Rewrite the material from the line with "The client would like the blurred" to the line with "[132,106,210,157]", swapping "bounding box" for "rectangle" and leaving everything else unchanged.

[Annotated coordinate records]
start
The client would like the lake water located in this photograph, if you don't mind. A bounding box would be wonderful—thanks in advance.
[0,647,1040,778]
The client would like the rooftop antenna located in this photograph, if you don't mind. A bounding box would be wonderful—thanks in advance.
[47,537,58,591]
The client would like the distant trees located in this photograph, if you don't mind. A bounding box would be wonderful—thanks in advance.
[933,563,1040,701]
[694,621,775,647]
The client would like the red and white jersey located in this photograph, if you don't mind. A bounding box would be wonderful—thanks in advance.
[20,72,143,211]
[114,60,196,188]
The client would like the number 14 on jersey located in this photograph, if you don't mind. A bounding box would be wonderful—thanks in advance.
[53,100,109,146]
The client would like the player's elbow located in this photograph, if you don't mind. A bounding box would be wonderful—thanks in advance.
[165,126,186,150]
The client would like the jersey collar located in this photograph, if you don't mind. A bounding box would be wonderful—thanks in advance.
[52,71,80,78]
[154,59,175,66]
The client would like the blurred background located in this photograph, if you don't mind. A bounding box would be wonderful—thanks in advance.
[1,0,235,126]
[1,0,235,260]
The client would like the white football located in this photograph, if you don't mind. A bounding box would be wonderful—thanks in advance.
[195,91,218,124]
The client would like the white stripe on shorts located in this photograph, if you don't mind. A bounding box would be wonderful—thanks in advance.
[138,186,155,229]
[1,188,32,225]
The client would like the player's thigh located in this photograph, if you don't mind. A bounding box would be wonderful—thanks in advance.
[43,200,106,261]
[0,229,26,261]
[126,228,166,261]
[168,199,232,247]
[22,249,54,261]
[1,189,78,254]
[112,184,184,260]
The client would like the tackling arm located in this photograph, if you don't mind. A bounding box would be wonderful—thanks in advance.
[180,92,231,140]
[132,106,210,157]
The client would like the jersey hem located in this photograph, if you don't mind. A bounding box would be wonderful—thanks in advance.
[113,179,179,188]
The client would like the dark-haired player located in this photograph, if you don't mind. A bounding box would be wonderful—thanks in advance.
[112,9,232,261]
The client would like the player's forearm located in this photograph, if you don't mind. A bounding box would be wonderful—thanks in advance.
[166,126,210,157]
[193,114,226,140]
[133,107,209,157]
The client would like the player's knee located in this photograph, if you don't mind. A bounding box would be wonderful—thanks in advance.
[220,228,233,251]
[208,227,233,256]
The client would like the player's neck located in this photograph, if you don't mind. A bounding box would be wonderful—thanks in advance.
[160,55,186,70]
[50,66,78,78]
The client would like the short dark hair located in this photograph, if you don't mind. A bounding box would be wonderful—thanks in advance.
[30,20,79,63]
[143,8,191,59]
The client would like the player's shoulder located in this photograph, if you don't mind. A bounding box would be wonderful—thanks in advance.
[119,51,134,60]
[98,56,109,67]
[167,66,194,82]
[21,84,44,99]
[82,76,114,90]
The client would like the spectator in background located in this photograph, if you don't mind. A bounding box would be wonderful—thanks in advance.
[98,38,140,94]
end
#### Answer:
The client would like the blurred background located in this photograph, if you don't mind. A rectangle would be wonderful—thanks in advance.
[1,0,235,126]
[1,0,235,260]
The client would like the white football located in this photograph, if you don't mind. A rectangle would be wonderful—thanks in advance.
[195,91,218,124]
The client would like the white stripe on shorts located in this photograph, if you don't mind. A rectangle would be wonderful—thanks in advance.
[138,186,155,229]
[1,188,32,225]
The client would like the player's thigh located in this photograph, if you don't mind. A rectangle would be wonderful—thanks in advance.
[43,200,106,261]
[0,229,26,261]
[126,228,166,261]
[168,199,232,247]
[22,249,54,261]
[1,189,78,254]
[112,184,184,260]
The client would like the tackling arm located in this photograph, if you don't mind. A rectangle would be wonderful—thanks in advance.
[180,92,231,140]
[132,106,210,157]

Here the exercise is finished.